## [Supplied records]
++++++++++++++++++++

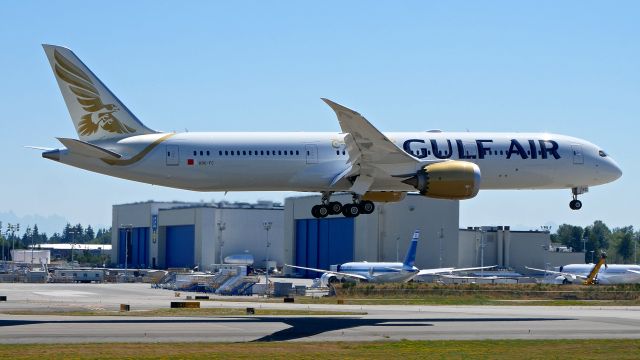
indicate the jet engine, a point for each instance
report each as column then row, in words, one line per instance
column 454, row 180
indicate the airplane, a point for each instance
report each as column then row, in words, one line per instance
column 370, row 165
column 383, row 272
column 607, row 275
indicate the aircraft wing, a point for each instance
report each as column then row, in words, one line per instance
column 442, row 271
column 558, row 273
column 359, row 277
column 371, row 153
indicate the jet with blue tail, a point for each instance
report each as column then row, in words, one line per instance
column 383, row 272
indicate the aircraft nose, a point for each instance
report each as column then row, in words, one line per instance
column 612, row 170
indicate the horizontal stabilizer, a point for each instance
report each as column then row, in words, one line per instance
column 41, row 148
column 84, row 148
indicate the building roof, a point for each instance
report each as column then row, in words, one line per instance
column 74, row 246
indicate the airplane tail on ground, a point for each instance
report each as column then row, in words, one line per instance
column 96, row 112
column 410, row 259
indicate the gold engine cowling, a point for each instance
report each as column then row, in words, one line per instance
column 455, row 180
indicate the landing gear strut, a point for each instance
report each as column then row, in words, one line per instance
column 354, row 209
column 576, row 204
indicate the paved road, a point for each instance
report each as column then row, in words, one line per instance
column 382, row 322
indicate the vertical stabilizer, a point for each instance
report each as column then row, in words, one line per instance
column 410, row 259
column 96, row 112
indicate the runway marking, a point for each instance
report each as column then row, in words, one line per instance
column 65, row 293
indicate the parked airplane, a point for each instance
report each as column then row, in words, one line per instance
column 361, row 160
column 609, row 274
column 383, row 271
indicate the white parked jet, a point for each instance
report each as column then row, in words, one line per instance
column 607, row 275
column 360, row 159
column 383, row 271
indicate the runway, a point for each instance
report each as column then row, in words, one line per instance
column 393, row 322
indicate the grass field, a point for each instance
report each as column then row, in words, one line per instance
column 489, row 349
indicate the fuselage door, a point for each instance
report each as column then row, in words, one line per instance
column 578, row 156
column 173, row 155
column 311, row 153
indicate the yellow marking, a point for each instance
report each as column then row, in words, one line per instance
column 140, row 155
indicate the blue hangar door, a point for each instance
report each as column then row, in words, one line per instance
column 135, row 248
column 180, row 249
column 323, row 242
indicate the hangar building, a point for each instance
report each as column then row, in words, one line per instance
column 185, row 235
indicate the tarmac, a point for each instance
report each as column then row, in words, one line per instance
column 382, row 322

++++++++++++++++++++

## [What is being asked]
Please rewrite every one of the lines above as a numbered list, dropping any blank lines and leaving the pictures out.

## [Written answer]
1. indicate the jet engine, a point for each instance
2. report each as column then row, in words, one line per instance
3. column 454, row 180
4. indicate the airplane, a point for each instance
5. report each as column then row, in words, one line per instance
6. column 370, row 165
7. column 383, row 272
8. column 607, row 275
9. indicate the aircraft wing, a point for each instance
10. report each as column then row, in words, one line per instance
11. column 442, row 271
12. column 558, row 273
13. column 359, row 277
14. column 371, row 153
15. indicate the jet with blue tail, a point for each instance
16. report each as column then row, in words, one line per instance
17. column 383, row 272
18. indicate the aircraft nose, a point for each instance
19. report each as column then row, in words, one line per instance
20. column 612, row 170
21. indicate the horizontal stabilizer, a point for each instance
22. report each as column then row, in words, one line per instance
23. column 41, row 148
24. column 84, row 148
25. indicate the building roof, a point for each instance
26. report each as column then row, in words, one line per instance
27. column 74, row 246
28. indicate the airplane tail on ground, a point for each instance
29. report each as column then row, in words, one line per instance
30. column 96, row 112
31. column 410, row 259
32. indicate the gold engine cowling, a point for each instance
33. report each as column then row, in words, one line per instance
34. column 455, row 180
35. indicate the landing gear strut, a point for each instance
36. report each as column then row, in words, one line per instance
37. column 354, row 209
38. column 576, row 204
39. indicate the paved road, a point for each instance
40. report each as column then row, in words, one line per instance
41. column 382, row 322
42. indicate the vertical stabilizer, a point for each instance
43. report each as column then row, in words, one line per instance
44. column 410, row 259
45. column 96, row 112
46. indicate the runway marking, a point for each instance
47. report each as column then row, in words, one line per instance
48. column 65, row 293
49. indicate the parked airplane, a point for each instance
50. report each as column then row, in words, one line per instance
51. column 361, row 160
52. column 609, row 274
53. column 383, row 271
54. indicate the white parked jet, a point for each instance
55. report each as column then row, in words, one line per instance
56. column 607, row 275
57. column 360, row 159
58. column 383, row 271
59. indicate the runway, a point for each instance
60. report each as column then row, in words, one line per instance
61. column 393, row 322
62. indicate the grass field, a point for each instance
63. report each as column then row, in words, one line per instance
64. column 489, row 349
65. indicate the fuselage door, a point for each instance
66. report each as column then row, in words, one line per instance
67. column 578, row 156
68. column 173, row 155
69. column 311, row 153
70. indicate the yellow marking, a point for each instance
71. report each as column then row, in words, one line per instance
72. column 140, row 155
73. indicate the blue hangar door, a point for each instance
74. report each as column then row, in words, one line per instance
75. column 135, row 248
76. column 180, row 249
77. column 323, row 242
78. indicate the hangar building, a point for each instance
79. report each as column then row, in words, one line per instance
80. column 185, row 235
81. indicate the tarmac, a point for each instance
82. report each as column then row, in words, one line per instance
83. column 382, row 322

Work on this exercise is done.